◆ **WORK REQUEST**: All entries are to be retyped without alteration.

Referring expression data
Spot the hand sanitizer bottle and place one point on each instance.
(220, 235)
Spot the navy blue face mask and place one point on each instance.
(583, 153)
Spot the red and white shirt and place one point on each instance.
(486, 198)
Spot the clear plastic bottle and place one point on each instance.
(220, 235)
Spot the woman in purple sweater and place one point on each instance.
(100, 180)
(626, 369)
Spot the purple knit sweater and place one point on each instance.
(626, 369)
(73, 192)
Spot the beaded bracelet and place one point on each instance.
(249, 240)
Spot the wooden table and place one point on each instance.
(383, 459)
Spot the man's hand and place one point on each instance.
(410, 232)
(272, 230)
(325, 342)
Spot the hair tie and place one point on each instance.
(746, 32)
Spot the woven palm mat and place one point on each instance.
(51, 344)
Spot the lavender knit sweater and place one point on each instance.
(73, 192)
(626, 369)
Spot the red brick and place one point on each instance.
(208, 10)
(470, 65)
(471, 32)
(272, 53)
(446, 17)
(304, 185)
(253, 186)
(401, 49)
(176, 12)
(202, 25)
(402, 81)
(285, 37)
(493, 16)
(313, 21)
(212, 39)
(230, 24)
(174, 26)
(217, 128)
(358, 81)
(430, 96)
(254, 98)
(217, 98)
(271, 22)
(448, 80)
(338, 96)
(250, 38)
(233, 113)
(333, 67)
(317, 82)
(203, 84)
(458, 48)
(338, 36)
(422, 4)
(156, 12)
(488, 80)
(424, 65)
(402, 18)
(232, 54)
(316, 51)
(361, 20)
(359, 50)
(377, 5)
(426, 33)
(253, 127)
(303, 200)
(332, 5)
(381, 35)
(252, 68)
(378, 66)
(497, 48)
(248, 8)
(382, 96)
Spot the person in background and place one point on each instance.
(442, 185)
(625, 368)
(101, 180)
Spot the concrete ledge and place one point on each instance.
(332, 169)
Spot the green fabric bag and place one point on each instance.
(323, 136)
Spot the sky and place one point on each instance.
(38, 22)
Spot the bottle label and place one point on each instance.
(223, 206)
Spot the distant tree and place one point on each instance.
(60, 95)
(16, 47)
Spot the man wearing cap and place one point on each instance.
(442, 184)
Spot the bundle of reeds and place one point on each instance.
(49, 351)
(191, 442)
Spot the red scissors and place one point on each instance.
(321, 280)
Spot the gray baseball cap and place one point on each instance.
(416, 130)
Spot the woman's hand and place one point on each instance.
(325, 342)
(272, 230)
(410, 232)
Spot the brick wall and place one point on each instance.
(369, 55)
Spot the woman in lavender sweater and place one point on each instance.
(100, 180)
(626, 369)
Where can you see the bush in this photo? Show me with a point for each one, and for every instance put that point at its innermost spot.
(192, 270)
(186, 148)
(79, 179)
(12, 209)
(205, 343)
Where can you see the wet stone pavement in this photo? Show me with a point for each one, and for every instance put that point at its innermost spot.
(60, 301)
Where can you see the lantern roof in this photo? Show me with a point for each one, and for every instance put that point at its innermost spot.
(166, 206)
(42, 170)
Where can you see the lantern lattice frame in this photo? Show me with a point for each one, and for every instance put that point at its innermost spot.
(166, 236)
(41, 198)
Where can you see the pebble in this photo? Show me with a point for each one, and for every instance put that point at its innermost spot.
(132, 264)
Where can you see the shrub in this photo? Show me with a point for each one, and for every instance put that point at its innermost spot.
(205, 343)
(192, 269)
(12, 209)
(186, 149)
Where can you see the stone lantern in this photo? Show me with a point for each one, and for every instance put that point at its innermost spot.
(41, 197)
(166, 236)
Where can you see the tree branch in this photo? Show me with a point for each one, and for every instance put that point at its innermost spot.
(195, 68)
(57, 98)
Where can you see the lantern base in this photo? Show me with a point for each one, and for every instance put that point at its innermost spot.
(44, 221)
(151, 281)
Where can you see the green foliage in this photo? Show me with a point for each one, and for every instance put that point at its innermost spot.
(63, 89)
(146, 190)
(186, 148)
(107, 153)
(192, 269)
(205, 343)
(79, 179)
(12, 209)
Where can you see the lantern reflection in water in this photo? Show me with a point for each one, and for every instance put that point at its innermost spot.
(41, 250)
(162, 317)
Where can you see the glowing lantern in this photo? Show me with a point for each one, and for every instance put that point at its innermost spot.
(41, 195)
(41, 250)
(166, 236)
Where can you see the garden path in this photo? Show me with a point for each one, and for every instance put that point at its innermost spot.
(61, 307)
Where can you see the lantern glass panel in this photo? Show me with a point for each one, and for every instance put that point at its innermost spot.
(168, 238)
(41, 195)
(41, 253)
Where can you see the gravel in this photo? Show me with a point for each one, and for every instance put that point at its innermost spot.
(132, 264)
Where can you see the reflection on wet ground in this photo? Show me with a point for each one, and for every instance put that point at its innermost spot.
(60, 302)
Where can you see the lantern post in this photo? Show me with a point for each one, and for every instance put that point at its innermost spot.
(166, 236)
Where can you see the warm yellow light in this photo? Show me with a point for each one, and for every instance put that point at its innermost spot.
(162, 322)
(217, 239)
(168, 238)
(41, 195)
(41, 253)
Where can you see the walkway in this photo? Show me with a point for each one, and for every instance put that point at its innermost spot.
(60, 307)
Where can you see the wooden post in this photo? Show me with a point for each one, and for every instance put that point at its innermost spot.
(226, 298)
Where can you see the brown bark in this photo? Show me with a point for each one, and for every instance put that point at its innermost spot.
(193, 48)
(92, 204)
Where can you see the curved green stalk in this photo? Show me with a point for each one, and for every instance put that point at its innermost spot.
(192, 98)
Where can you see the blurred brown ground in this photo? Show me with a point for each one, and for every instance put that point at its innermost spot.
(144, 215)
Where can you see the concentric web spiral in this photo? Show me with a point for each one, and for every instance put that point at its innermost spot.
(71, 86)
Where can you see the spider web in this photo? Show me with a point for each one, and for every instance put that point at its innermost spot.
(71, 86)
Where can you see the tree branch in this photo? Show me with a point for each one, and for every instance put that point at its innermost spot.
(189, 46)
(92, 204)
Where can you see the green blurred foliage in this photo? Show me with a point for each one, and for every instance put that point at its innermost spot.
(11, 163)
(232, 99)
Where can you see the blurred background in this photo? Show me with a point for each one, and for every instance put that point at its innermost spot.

◆ **RESULT BELOW**:
Spot the hand sanitizer bottle and place one point on each instance.
(220, 235)
Spot the navy blue face mask and place one point on each instance.
(583, 153)
Spot the red and white shirt and place one point on each instance.
(486, 198)
Spot the clear plastic bottle and place one point on each instance.
(220, 235)
Spot the woman in purple sweater and place one point on each instance.
(100, 180)
(626, 369)
Spot the purple knit sweater and place one point on each instance.
(626, 369)
(73, 192)
Spot the beaded bracelet and place one point on each instance.
(249, 240)
Spot the wooden table and place one point on each instance.
(383, 459)
Spot the man's hand and place one point on each instance.
(410, 232)
(272, 230)
(325, 342)
Spot the hair tie and place one point on each instance.
(746, 32)
Spot the woven palm mat and place one point on each instance.
(51, 344)
Spot the lavender knit sweater and place one point on each instance.
(73, 192)
(626, 369)
Spot the red brick and place one point on each instance.
(208, 10)
(470, 65)
(471, 32)
(272, 53)
(446, 17)
(304, 185)
(253, 186)
(401, 49)
(176, 12)
(202, 25)
(402, 81)
(285, 37)
(493, 16)
(313, 21)
(212, 39)
(230, 24)
(174, 26)
(217, 128)
(358, 81)
(430, 96)
(254, 98)
(217, 98)
(271, 22)
(448, 80)
(338, 96)
(250, 38)
(233, 113)
(333, 67)
(317, 82)
(203, 84)
(458, 48)
(338, 36)
(422, 4)
(156, 12)
(488, 80)
(424, 65)
(402, 18)
(232, 54)
(316, 51)
(361, 20)
(359, 50)
(377, 5)
(426, 33)
(253, 127)
(303, 200)
(332, 5)
(381, 35)
(252, 68)
(378, 66)
(497, 48)
(248, 8)
(382, 96)
Spot the person in background and place one point on each instance.
(442, 185)
(625, 368)
(101, 180)
Spot the concrete ledge and place one point on each instance.
(332, 169)
Spot the green fabric bag and place one point on each instance.
(323, 136)
Spot the sky and place one point on each instance.
(38, 22)
Spot the bottle label and place one point on each instance.
(223, 206)
Spot the distant tree and place one point on each instance.
(60, 95)
(16, 47)
Spot the man wearing cap and place one point on each instance.
(442, 184)
Spot the bundle of reeds and place one point on each instance.
(49, 351)
(191, 442)
Spot the red scissors and place one point on each instance.
(321, 280)
Spot the gray baseball cap and place one point on each instance.
(416, 130)
Spot the woman's hand and place one point on each instance.
(325, 342)
(272, 230)
(410, 232)
Spot the brick wall and place one point on each instance.
(369, 55)
Spot the woman in lavender sweater and place one point on each instance.
(100, 180)
(626, 369)
Where can you see the bush in this photo? Show me with a point for each one, and for every instance put that point at its innermost spot.
(192, 270)
(186, 148)
(79, 179)
(12, 209)
(205, 343)
Where can you see the wet stone pavement in this photo? Show me with a point for each one, and for every instance put that point at its innermost spot.
(60, 301)
Where can you see the lantern roof in this photo? Show me with a point for each one, and for every instance put that point at its innermost spot.
(166, 206)
(42, 170)
Where can you see the lantern lattice frame in this photo? Show me with a point for each one, and for every instance put that point at its innermost spot.
(166, 236)
(41, 198)
Where can you see the pebble in this photo? Show me with a point for each one, and for every instance put that point at its innermost spot.
(132, 264)
Where can you see the shrub in this photo? Show me with a point for each one, and for every instance put that point at its innermost spot.
(205, 343)
(192, 269)
(12, 209)
(186, 149)
Where can you see the stone lantern in this photo? Show me with a point for each one, and for every instance put that point at its innermost spot.
(41, 197)
(166, 236)
Where can you see the tree branch in this photo? Show me with a point for each one, and for every instance put that point at its innermost spot.
(195, 68)
(57, 98)
Where can you see the lantern base in this photo? Show me with a point for each one, and for every instance put that point at its innermost spot.
(44, 221)
(151, 281)
Where can you see the green foliage in this photo? Show me with a point for each one, and for every instance put that point at its innermost spot.
(63, 89)
(146, 190)
(186, 148)
(107, 153)
(192, 269)
(205, 343)
(79, 179)
(12, 209)
Where can you see the lantern reflection in water in this photo? Show me with a point for each one, and for every instance put that point at its innermost spot.
(41, 250)
(162, 317)
Where can you see the glowing lantern in this photo? Show me with a point for each one, and for every instance put that point at its innermost spot.
(41, 195)
(41, 250)
(166, 236)
Where can you see the garden path in this photo? Show me with a point for each one, and for every instance put that point at its innermost spot.
(61, 307)
Where can you see the lantern glass panel in this photo? Show me with a point for each one, and for every instance put that point at its innermost spot.
(168, 238)
(41, 195)
(41, 253)
Where can you see the gravel in this photo? Show me with a point for each one, and for every instance put that point at its innermost spot.
(132, 264)
Where can you see the reflection on wet ground in this photo? Show me with a point for each one, and for every instance put that point at its innermost spot.
(60, 302)
Where can you see the lantern post in this photo? Show me with a point for each one, and for every instance put that point at its innermost spot.
(166, 236)
Where can you see the warm yellow light in this photo? Show me with a point for each one, and for every instance put that point at its innermost spot.
(162, 322)
(217, 239)
(168, 238)
(41, 195)
(41, 253)
Where can you see the walkway in this photo? Show me with a point for each one, and for every instance put that point at its innermost spot.
(60, 307)
Where can you see the wooden post in this photo? Show me with a point for each one, and for every instance put that point at its innermost spot.
(226, 298)
Where can you see the brown bark in this photo? Show me with a point for each one, and for every instance put that point at its innermost spot.
(193, 48)
(92, 204)
Where can you see the curved green stalk in this photo? Show me with a point for each one, and for every instance put that point at its innermost spot.
(192, 98)
Where can you see the blurred brown ground in this photo? Show me with a point for each one, and for every instance put that point at its innermost spot.
(144, 215)
Where can you see the concentric web spiral in this photo? Show me with a point for each one, and for every instance put that point at its innermost spot.
(71, 86)
Where can you see the spider web in this photo? Show me with a point for each one, and for every instance put that point at its innermost spot.
(71, 86)
Where can you see the tree branch in this photo? Show me with a point for each one, and for every instance put that point at its innermost spot.
(189, 46)
(92, 204)
Where can you see the green blurred foliage in this photo? Show me with a point for each one, and for every instance put that point at its innermost spot.
(11, 163)
(232, 99)
Where can you see the blurred background in this photo? Show me with a point for each one, and for every instance put that point at its innermost spot.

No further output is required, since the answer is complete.